▶ **Set exercise**:
Rewrite in full every line of the data below, starting at the line that contains "Where can the blue" and ending at the line that contains "<point>188,237</point>", and give only those lines. Scale each coordinate in the answer points by 1.6, rounding to a whole number with halves rounded up, and leave every other number unchanged.

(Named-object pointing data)
<<<<
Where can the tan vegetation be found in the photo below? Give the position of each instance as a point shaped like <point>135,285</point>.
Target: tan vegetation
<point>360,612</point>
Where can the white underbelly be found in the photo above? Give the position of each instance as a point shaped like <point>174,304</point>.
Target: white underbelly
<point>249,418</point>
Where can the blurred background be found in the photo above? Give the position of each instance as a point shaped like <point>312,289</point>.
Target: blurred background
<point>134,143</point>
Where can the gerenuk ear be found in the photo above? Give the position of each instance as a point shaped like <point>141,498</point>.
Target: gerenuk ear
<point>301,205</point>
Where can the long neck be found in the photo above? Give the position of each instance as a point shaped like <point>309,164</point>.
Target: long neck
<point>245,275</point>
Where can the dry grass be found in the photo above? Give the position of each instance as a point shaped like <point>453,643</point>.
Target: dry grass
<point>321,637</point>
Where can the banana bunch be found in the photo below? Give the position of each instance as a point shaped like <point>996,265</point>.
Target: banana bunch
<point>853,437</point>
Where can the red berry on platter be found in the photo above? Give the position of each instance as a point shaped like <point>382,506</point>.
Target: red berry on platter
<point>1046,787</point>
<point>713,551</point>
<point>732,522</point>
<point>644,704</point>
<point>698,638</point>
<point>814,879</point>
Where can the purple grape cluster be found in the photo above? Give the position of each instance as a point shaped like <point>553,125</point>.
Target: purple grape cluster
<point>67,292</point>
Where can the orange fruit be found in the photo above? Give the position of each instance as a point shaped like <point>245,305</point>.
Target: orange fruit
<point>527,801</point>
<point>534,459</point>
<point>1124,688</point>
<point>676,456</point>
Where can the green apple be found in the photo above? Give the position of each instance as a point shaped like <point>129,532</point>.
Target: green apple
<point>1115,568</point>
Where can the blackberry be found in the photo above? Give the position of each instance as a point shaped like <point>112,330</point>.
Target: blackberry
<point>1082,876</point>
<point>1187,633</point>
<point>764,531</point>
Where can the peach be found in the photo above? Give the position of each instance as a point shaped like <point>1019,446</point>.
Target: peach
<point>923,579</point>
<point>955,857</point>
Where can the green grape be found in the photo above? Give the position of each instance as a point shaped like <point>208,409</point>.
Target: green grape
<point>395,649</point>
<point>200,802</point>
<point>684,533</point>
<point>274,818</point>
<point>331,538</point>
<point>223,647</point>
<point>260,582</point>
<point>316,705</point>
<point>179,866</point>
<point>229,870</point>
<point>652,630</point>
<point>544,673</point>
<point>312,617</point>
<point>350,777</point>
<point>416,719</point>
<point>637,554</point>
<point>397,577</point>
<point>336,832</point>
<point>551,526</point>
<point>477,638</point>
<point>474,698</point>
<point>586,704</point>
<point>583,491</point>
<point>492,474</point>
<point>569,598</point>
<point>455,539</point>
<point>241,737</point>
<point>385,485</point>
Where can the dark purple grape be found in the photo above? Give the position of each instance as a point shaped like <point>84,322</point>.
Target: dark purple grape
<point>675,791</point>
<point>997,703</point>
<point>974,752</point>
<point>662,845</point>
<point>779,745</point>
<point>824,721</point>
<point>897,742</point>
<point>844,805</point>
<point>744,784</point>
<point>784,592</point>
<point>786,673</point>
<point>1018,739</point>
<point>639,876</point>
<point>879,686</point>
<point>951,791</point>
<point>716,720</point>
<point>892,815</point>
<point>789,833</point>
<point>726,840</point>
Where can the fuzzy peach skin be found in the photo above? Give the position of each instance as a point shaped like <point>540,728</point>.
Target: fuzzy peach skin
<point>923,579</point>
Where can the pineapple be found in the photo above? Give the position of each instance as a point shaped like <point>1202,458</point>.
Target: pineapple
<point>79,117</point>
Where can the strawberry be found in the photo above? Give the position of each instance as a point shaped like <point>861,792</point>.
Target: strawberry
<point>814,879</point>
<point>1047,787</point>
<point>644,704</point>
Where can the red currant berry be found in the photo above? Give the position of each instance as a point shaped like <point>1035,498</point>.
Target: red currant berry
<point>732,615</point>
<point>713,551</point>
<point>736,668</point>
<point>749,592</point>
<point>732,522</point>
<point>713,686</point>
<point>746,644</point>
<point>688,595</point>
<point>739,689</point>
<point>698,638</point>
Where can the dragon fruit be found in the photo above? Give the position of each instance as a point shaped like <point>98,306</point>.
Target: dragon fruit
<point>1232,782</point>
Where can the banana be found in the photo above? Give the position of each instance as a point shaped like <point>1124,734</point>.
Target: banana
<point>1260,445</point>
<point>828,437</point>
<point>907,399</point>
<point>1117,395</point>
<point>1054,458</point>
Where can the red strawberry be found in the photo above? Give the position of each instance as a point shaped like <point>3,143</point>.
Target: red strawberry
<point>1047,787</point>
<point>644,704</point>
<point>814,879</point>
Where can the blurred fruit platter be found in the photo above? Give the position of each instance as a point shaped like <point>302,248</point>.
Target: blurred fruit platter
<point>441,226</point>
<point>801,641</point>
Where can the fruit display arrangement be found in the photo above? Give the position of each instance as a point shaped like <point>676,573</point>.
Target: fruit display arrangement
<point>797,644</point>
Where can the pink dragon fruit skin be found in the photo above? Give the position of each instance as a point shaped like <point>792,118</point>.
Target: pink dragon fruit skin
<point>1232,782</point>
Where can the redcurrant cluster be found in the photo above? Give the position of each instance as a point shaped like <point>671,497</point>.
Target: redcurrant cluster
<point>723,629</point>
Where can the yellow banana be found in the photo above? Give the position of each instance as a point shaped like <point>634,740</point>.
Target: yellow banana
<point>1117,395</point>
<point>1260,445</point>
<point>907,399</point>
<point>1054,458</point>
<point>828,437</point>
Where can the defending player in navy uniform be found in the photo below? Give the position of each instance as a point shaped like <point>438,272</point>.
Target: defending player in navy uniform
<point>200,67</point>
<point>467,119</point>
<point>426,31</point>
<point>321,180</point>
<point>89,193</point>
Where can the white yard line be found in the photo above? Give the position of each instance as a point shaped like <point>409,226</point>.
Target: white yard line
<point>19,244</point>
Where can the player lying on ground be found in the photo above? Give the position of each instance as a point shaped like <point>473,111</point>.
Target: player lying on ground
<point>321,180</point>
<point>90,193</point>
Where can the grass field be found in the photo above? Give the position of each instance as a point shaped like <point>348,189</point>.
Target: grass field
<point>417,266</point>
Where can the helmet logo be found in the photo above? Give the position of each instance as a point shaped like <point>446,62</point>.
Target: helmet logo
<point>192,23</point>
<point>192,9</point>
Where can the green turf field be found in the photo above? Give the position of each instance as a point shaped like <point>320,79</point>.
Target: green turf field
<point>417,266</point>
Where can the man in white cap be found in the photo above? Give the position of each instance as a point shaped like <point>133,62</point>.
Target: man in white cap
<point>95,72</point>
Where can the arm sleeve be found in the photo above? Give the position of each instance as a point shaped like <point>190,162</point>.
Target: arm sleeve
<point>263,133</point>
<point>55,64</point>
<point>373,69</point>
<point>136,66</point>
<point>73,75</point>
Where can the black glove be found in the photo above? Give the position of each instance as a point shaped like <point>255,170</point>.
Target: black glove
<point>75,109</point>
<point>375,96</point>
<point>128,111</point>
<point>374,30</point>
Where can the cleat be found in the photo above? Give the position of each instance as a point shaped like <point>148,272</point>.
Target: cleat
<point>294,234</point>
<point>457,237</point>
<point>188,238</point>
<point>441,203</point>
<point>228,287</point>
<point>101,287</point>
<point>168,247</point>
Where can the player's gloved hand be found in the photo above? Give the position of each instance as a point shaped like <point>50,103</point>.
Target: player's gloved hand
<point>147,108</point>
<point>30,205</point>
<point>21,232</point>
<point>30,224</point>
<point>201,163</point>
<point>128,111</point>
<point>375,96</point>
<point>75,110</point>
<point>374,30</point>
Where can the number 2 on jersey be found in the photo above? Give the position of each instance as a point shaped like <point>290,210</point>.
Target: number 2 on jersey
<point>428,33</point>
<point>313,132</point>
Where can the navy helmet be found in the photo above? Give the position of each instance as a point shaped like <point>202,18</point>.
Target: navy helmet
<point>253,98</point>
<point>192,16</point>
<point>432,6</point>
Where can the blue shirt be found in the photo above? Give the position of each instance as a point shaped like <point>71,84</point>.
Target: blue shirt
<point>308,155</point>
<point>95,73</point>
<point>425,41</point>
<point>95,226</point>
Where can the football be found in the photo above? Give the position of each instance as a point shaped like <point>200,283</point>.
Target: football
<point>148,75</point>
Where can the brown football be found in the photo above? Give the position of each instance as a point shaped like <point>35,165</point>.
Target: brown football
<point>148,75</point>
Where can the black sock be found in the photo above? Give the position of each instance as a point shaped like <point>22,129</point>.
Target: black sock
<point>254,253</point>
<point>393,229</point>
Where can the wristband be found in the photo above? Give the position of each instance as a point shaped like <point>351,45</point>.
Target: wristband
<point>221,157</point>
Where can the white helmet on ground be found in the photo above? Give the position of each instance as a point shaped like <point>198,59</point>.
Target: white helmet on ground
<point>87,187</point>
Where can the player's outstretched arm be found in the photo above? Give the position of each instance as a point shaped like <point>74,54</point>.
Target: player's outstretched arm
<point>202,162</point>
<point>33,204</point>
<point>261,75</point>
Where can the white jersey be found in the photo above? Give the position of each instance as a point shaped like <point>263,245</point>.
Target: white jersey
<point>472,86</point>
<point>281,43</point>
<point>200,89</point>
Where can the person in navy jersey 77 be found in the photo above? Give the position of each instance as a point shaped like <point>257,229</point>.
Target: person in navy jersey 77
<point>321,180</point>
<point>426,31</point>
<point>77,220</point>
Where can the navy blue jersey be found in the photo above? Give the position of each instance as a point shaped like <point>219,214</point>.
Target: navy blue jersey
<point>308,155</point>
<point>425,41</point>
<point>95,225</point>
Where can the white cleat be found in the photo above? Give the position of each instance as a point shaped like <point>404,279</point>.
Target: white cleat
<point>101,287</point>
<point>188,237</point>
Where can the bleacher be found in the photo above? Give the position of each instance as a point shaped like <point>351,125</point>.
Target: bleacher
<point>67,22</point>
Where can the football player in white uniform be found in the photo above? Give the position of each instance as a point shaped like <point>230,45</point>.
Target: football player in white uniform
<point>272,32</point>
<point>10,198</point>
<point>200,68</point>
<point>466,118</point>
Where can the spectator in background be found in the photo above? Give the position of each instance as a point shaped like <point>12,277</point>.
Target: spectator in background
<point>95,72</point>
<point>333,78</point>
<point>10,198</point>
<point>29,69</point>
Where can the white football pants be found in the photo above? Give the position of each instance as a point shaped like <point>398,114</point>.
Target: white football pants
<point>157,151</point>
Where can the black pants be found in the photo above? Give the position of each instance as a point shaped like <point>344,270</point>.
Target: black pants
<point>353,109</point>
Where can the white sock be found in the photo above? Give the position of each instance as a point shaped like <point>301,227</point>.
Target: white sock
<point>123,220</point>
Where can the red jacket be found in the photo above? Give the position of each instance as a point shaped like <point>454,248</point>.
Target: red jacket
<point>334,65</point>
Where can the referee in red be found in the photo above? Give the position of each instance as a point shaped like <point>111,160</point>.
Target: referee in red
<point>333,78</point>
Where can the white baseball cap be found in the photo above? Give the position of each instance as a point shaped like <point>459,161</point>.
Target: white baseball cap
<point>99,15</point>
>>>>
▶ **Written response**:
Where can the blue shirt be found in the photo above? Give the position of each instance as a point shaped like <point>71,84</point>.
Target: blue shirt
<point>493,248</point>
<point>152,117</point>
<point>680,66</point>
<point>152,362</point>
Where can the football be found in the photo above? Give the position of each instance as a point shaped like <point>200,283</point>.
Target: football
<point>237,120</point>
Where can the brown football be found in the photo above? Give the position of each instance as a point shaped like <point>35,165</point>.
Target: brown football
<point>237,120</point>
Where can the black sock be found in the photo above? Give the position of each instance as a point shaped like <point>22,129</point>.
Target: black sock
<point>406,405</point>
<point>629,366</point>
Where can the wristband be found in the photo above? Give the position of each instance as a point shaped like <point>351,45</point>.
Target: wristband
<point>354,251</point>
Where can the white helmet on ground be found in the photo above? Give the position of each instance as a point shaped like <point>198,59</point>.
Target: white helmet on ground
<point>139,299</point>
Where can the player's outstretched arm be found in the photo above? Give the position of each instance as a point shaped like <point>74,54</point>.
Target: player's outstretched arm
<point>323,259</point>
<point>53,326</point>
<point>418,120</point>
Where can the white jersey be found in the photo above? Give the position of each instance as a point shaped like <point>263,245</point>.
Target: white jersey
<point>755,138</point>
<point>450,69</point>
<point>320,142</point>
Where can the person in navy jersey 77 be found in the photo above? Give the position of each instance as a point shaped like <point>257,229</point>.
Target: person in navy jersey 77
<point>514,288</point>
<point>682,50</point>
<point>123,352</point>
Where can the navy blue jersey be found in the photo above? Give the position of each instance as a point shaped like <point>219,214</point>.
Target: navy blue jersey
<point>493,248</point>
<point>680,66</point>
<point>152,360</point>
Where can the white cleat be found in the photo above? Give the position of each instance as a point shaped like <point>404,279</point>.
Target: white cleat
<point>162,459</point>
<point>301,379</point>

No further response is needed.